#### [Отрывок со страницы]
****************************************

Уходит очень личное – уходит моё детство, моя юность. Мир сменил кожу, и ещё чей-то уход – звонок.
Нет Лема, нет Воннегута…
Нет Феллини, Бергмана, Антониони…
Нет Синявского, Копелева, Галича, Максимова, Солженицына…
Кажется, что тех, кого нет, уже больше, чем тех, кто есть…
И страсти, вражда, разговоры-разговоры – под слоем пепла – Помпея ли, шестидесятые…
Родителей тоже нет…
Вот и смотришь на серые улицы на экране, на вывески – и это значит – все живы и молоды, и водородный московский шарик улетает на потолок, и будущее такое огромное, что его даже и нет ещё, и блестящие зелёные крышки от кефира, и полосатые от простокваши.
Около остановки, где я пересаживаюсь с одного автобуса на другой, стоит домик.

****************************************

#### [Исходные данные]
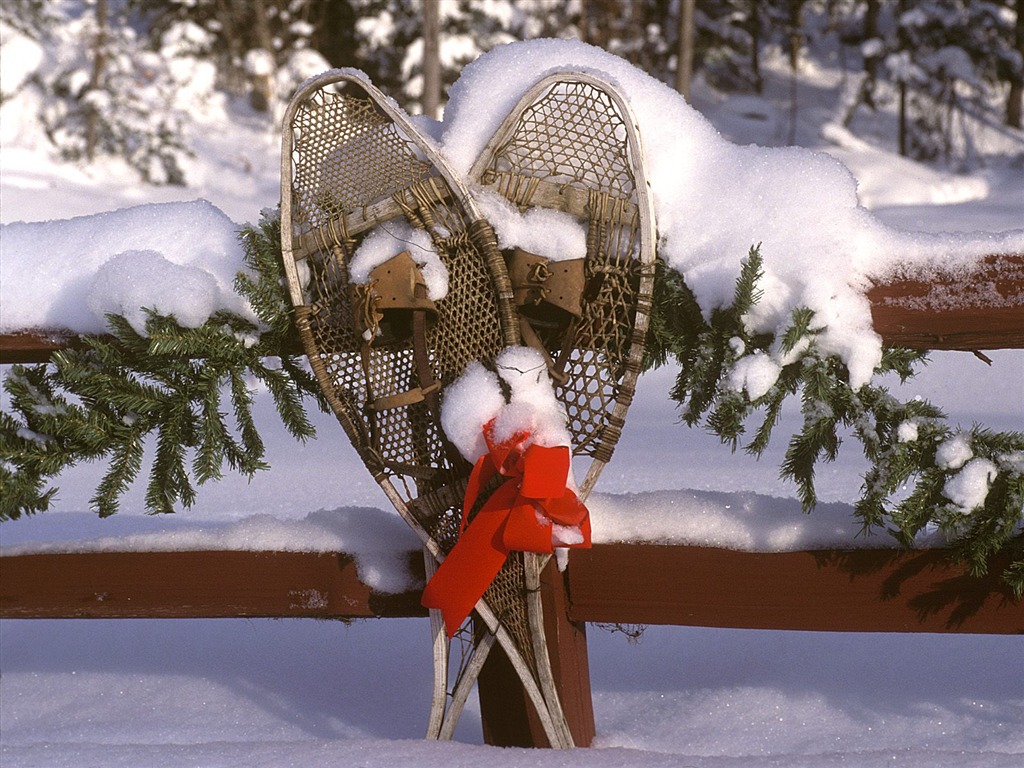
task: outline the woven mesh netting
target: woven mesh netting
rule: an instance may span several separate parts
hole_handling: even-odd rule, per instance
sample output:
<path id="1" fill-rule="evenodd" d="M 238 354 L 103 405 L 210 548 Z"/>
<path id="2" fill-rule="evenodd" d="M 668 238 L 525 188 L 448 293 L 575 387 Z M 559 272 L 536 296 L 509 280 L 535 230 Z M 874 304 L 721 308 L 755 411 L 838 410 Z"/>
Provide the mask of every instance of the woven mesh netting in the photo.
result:
<path id="1" fill-rule="evenodd" d="M 522 209 L 550 205 L 550 196 L 538 195 L 544 187 L 577 187 L 588 201 L 583 317 L 556 393 L 575 454 L 607 461 L 623 426 L 612 411 L 633 396 L 630 349 L 642 343 L 634 335 L 640 216 L 623 117 L 599 88 L 558 82 L 522 111 L 480 181 Z M 563 330 L 535 330 L 553 357 L 565 346 Z"/>
<path id="2" fill-rule="evenodd" d="M 292 237 L 305 281 L 297 316 L 311 366 L 367 467 L 447 552 L 458 539 L 470 468 L 445 446 L 427 402 L 369 408 L 421 382 L 411 339 L 364 345 L 347 264 L 375 226 L 401 219 L 429 233 L 449 273 L 447 295 L 426 332 L 443 389 L 471 361 L 494 359 L 503 347 L 484 259 L 436 169 L 360 89 L 315 91 L 298 110 L 292 135 Z M 511 557 L 486 597 L 531 664 L 523 594 L 521 562 Z"/>

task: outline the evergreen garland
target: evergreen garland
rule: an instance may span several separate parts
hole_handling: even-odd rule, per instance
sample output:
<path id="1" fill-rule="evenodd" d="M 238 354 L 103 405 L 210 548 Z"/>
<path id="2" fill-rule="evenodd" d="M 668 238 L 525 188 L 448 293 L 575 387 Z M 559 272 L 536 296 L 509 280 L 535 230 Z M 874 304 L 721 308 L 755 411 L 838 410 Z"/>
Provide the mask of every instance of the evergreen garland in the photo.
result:
<path id="1" fill-rule="evenodd" d="M 264 217 L 241 238 L 250 272 L 240 273 L 234 288 L 259 327 L 221 312 L 199 328 L 183 328 L 150 311 L 141 335 L 112 314 L 111 337 L 85 338 L 85 348 L 56 352 L 48 365 L 12 367 L 4 381 L 10 413 L 0 413 L 0 519 L 46 510 L 56 493 L 47 487 L 51 478 L 97 460 L 109 468 L 90 505 L 100 516 L 114 514 L 148 442 L 147 512 L 191 505 L 196 485 L 221 477 L 225 465 L 251 477 L 267 467 L 252 415 L 255 382 L 270 392 L 293 436 L 314 434 L 303 400 L 325 404 L 297 354 L 281 273 L 280 220 Z"/>
<path id="2" fill-rule="evenodd" d="M 961 430 L 927 400 L 902 402 L 873 384 L 853 389 L 842 360 L 815 344 L 821 329 L 806 307 L 793 312 L 780 337 L 752 334 L 744 315 L 761 298 L 761 274 L 755 247 L 742 263 L 732 304 L 705 319 L 682 275 L 659 265 L 646 366 L 670 357 L 680 365 L 671 396 L 680 403 L 683 421 L 703 422 L 735 451 L 759 412 L 760 426 L 743 449 L 760 456 L 784 400 L 799 394 L 804 421 L 790 438 L 780 476 L 796 482 L 805 511 L 817 502 L 815 466 L 834 461 L 841 435 L 852 432 L 870 464 L 854 506 L 865 532 L 884 527 L 910 547 L 922 535 L 939 530 L 976 575 L 997 557 L 1004 579 L 1018 598 L 1024 596 L 1024 432 Z M 752 399 L 731 375 L 737 364 L 756 355 L 784 365 L 775 383 Z M 921 351 L 887 348 L 876 374 L 896 374 L 903 382 L 926 359 Z M 962 472 L 988 484 L 984 501 L 971 509 L 956 504 L 955 497 L 963 501 L 955 492 L 966 479 Z"/>
<path id="3" fill-rule="evenodd" d="M 88 338 L 85 349 L 55 353 L 46 366 L 12 367 L 4 382 L 11 413 L 0 413 L 0 519 L 47 509 L 55 494 L 46 487 L 49 478 L 100 459 L 109 469 L 91 504 L 102 516 L 115 513 L 141 471 L 150 438 L 150 512 L 188 506 L 195 485 L 220 477 L 225 464 L 250 476 L 266 468 L 252 418 L 252 379 L 267 387 L 292 435 L 312 436 L 304 398 L 324 410 L 326 403 L 297 354 L 281 271 L 280 221 L 266 217 L 246 228 L 242 240 L 250 271 L 238 275 L 236 290 L 250 301 L 261 327 L 220 313 L 187 329 L 150 312 L 146 334 L 140 335 L 124 317 L 110 315 L 113 338 Z M 1017 597 L 1024 595 L 1024 433 L 961 430 L 925 400 L 902 402 L 873 384 L 853 389 L 842 360 L 816 345 L 821 329 L 806 307 L 794 310 L 778 336 L 752 333 L 745 316 L 762 296 L 762 273 L 761 255 L 752 248 L 732 304 L 706 319 L 683 276 L 659 265 L 645 365 L 670 358 L 679 364 L 671 396 L 683 421 L 702 422 L 735 451 L 757 412 L 761 422 L 743 450 L 760 456 L 784 401 L 799 395 L 803 425 L 790 438 L 780 475 L 796 482 L 806 511 L 817 501 L 815 466 L 834 461 L 841 435 L 850 432 L 870 465 L 854 507 L 865 531 L 884 527 L 909 547 L 938 529 L 974 573 L 985 573 L 997 558 Z M 752 399 L 734 375 L 758 355 L 777 361 L 778 372 Z M 267 358 L 280 358 L 280 368 Z M 888 348 L 876 373 L 905 381 L 926 359 L 924 352 Z M 222 411 L 225 393 L 233 429 Z M 974 509 L 951 498 L 967 469 L 981 472 L 988 484 Z"/>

****************************************

#### [Что нужно сделать]
(a) Перечислите все фамилии из предложения отрывка, которое начинается словами «Нет Синявского», в той форме, в какой они там стоят.
(b) Измените записи от самого их начала до строки с «292 237 L 305» включительно: замените «woven mesh netting» на «wire fence», а всё остальное оставьте как есть. Картинки в ответ не включайте.

#### [Ответы к заданиям]
(a) Синявского, Копелева, Галича, Максимова, Солженицына

(b)
task: outline the wire fence
target: wire fence
rule: an instance may span several separate parts
hole_handling: even-odd rule, per instance
sample output:
<path id="1" fill-rule="evenodd" d="M 238 354 L 103 405 L 210 548 Z"/>
<path id="2" fill-rule="evenodd" d="M 668 238 L 525 188 L 448 293 L 575 387 Z M 559 272 L 536 296 L 509 280 L 535 230 Z M 874 304 L 721 308 L 755 411 L 838 410 Z"/>
Provide the mask of every instance of the wire fence in the photo.
result:
<path id="1" fill-rule="evenodd" d="M 522 209 L 550 205 L 550 196 L 538 195 L 544 187 L 577 187 L 588 201 L 583 317 L 556 393 L 575 454 L 607 461 L 623 426 L 612 411 L 633 396 L 630 349 L 642 343 L 634 335 L 640 216 L 623 117 L 599 88 L 558 82 L 522 111 L 480 181 Z M 563 330 L 535 330 L 553 357 L 565 346 Z"/>
<path id="2" fill-rule="evenodd" d="M 292 237 L 305 281 L 297 316 L 311 366 L 367 467 L 447 552 L 458 539 L 470 468 L 445 446 L 427 402 L 369 408 L 421 382 L 411 339 L 364 345 L 347 264 L 375 226 L 401 219 L 429 233 L 449 273 L 447 295 L 426 332 L 443 389 L 471 361 L 494 359 L 503 347 L 484 259 L 436 169 L 360 89 L 315 91 L 298 110 L 292 135 Z M 511 557 L 486 597 L 531 664 L 523 594 L 521 562 Z"/>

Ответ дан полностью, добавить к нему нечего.